### EXERCISE INSTRUCTIONS
Repeat the lines beginning at the one with "Target: roasted lamb shank" and running to the end of the material, keeping the first and last of them, exactly as they appear.

-- start --

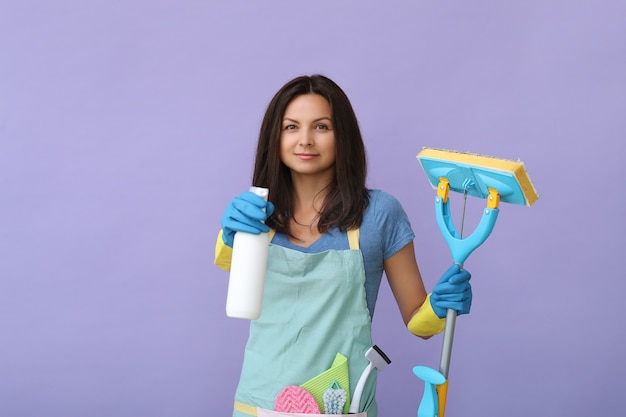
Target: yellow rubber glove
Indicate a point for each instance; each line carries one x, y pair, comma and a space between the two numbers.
223, 253
425, 322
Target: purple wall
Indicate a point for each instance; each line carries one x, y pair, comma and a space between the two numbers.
125, 127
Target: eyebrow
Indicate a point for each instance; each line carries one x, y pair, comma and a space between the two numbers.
316, 120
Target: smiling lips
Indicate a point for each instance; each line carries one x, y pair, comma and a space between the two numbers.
306, 156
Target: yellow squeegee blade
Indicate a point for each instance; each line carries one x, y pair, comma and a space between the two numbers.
508, 177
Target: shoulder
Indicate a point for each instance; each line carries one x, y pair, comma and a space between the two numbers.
381, 201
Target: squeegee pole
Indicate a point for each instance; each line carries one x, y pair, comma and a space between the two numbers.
448, 334
448, 338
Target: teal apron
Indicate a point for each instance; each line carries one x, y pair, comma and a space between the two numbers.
313, 308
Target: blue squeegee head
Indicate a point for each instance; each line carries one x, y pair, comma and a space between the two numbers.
477, 173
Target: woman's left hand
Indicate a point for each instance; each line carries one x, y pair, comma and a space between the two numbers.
453, 291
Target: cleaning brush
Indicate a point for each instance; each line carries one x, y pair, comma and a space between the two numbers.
335, 399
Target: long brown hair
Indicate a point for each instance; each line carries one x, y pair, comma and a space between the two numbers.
347, 197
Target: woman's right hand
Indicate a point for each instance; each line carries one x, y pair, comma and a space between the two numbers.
245, 213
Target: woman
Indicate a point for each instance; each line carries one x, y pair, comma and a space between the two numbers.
333, 240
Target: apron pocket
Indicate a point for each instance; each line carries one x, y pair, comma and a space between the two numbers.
270, 413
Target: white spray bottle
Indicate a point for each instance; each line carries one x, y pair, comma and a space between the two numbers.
247, 271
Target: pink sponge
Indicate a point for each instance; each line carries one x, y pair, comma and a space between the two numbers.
295, 399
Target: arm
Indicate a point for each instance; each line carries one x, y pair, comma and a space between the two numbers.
407, 286
405, 281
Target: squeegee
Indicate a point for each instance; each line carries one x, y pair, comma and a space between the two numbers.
493, 179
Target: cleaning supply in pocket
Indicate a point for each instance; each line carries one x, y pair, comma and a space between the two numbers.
335, 399
247, 271
337, 373
378, 360
294, 399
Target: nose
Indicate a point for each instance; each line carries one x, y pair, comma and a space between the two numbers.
306, 138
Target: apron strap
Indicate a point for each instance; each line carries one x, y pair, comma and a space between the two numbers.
353, 238
245, 408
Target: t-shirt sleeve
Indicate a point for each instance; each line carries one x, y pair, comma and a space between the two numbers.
395, 227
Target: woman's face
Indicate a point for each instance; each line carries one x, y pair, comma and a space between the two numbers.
307, 139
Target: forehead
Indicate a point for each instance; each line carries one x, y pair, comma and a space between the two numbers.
312, 105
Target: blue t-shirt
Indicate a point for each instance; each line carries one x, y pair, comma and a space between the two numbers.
384, 231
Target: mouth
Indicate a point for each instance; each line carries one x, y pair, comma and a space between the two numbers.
306, 156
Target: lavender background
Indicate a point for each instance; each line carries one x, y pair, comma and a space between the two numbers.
125, 128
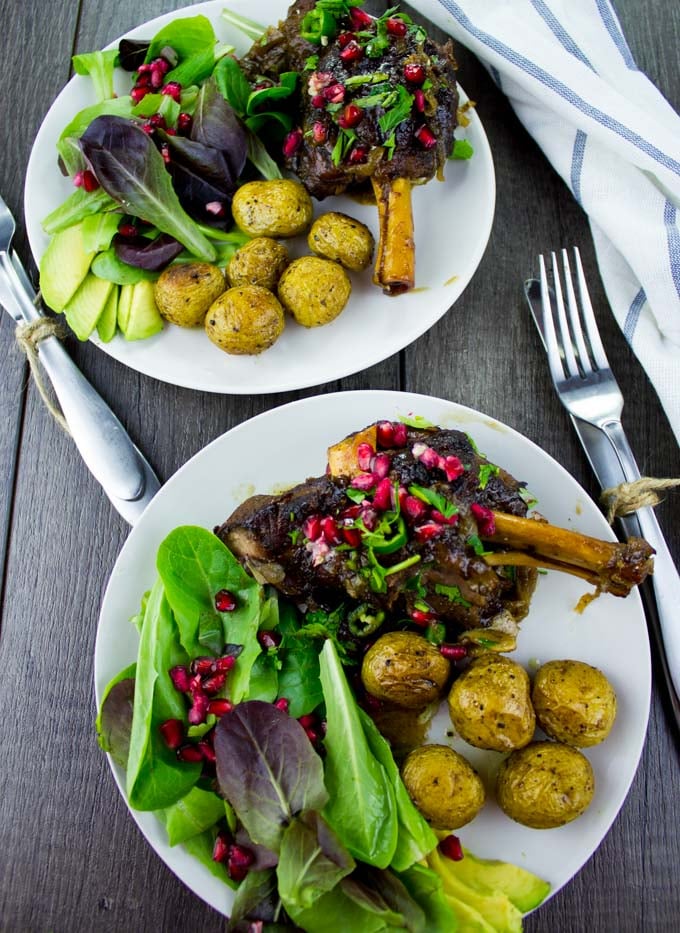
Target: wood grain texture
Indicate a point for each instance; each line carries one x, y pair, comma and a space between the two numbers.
73, 858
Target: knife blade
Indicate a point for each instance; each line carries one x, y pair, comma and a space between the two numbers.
116, 463
613, 465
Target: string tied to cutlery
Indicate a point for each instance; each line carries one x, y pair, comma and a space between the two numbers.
29, 336
628, 497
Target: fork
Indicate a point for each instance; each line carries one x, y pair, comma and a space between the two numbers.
107, 450
589, 391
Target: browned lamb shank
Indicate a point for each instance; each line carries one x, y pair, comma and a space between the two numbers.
415, 524
378, 102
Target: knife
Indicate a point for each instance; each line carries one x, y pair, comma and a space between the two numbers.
108, 452
613, 465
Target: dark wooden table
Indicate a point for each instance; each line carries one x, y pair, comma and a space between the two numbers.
71, 858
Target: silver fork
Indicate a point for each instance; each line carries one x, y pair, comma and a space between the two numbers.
589, 391
107, 450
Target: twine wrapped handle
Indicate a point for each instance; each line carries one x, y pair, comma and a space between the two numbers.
29, 336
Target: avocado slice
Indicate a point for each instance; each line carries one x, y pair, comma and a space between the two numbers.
143, 318
63, 267
85, 307
107, 323
524, 889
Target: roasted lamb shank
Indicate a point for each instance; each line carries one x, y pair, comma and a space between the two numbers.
414, 523
378, 102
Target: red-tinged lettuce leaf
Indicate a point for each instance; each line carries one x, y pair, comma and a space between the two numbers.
267, 770
132, 171
152, 255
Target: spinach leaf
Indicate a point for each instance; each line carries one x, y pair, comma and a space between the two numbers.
155, 778
194, 566
362, 807
130, 168
267, 770
312, 861
414, 838
192, 815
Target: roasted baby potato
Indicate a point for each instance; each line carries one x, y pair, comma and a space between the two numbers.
544, 785
490, 705
314, 290
443, 786
574, 702
245, 320
343, 239
277, 208
260, 261
405, 669
184, 292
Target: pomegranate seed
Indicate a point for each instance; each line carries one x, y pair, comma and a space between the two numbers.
292, 143
221, 847
330, 530
199, 710
486, 523
180, 678
426, 137
90, 182
414, 73
172, 89
351, 116
365, 454
427, 531
345, 38
335, 94
184, 122
450, 847
269, 639
213, 684
201, 666
359, 18
128, 230
358, 155
382, 498
396, 27
453, 652
172, 732
189, 753
220, 707
385, 433
352, 52
319, 133
311, 527
400, 434
352, 536
225, 601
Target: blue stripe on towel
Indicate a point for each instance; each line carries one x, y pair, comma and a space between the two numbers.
559, 31
550, 81
611, 24
577, 163
633, 315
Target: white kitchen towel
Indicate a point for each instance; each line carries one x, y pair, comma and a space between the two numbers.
570, 76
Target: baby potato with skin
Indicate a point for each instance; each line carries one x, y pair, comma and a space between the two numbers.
443, 786
574, 702
279, 207
490, 704
245, 321
343, 239
314, 291
260, 261
184, 292
545, 784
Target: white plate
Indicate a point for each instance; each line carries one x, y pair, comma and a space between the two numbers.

-- end --

### SOLUTION FOR THIS PROBLEM
Target: roasted lamb shank
Indicate a point for each instance; each line carries one x, y pair, comma and a space between the two numbers.
414, 523
378, 102
Target: red-tinged lettuce leaf
Indicate a point for each instance; each line carries one x, y pair, comma and a space between the two numbers.
267, 770
132, 171
152, 255
Target: spinach leaf
Indicate a point for each instance; each line carries one x, y pair, comma and a space between the two numbers.
155, 778
194, 566
362, 807
130, 168
267, 770
312, 861
414, 838
192, 815
Target: roasted baby potato
Indicate a point for each instance; each line carries one x, y pair, comma and a space between the two numbers.
544, 785
490, 705
314, 290
443, 786
574, 702
245, 320
343, 239
277, 208
260, 261
405, 669
184, 292
Target: pomegranate seed
Indicate a point for each instance; each line carries one x, y pair, comma and a space between the two numbers.
292, 143
221, 847
330, 530
199, 710
486, 523
180, 678
426, 137
90, 182
414, 73
172, 89
351, 116
365, 454
427, 531
345, 38
335, 94
184, 122
450, 847
269, 639
213, 684
201, 666
359, 18
128, 230
358, 155
382, 498
396, 27
453, 652
172, 732
189, 753
220, 707
385, 433
352, 52
319, 133
311, 527
400, 434
352, 536
225, 601
Target: blue stripe on towel
Indicate a point for each instance; each line carries one x, y pair, comma and a space between the two numbers.
559, 31
550, 81
611, 24
577, 163
633, 315
Target: white kitchen towel
Indicate a point for each instance; each line carries one x, y pair, comma and a space between the two numbers.
570, 76
Target: baby potato with skin
Indicate a point for each instance; each line carries one x, y pair, comma and a space between the two numbers.
443, 786
574, 702
279, 207
490, 704
245, 321
343, 239
314, 291
260, 261
184, 292
545, 784
Target: white plate
Indicate a point for each instance; each line carries one x, y pair, comma and a space between the two numbers.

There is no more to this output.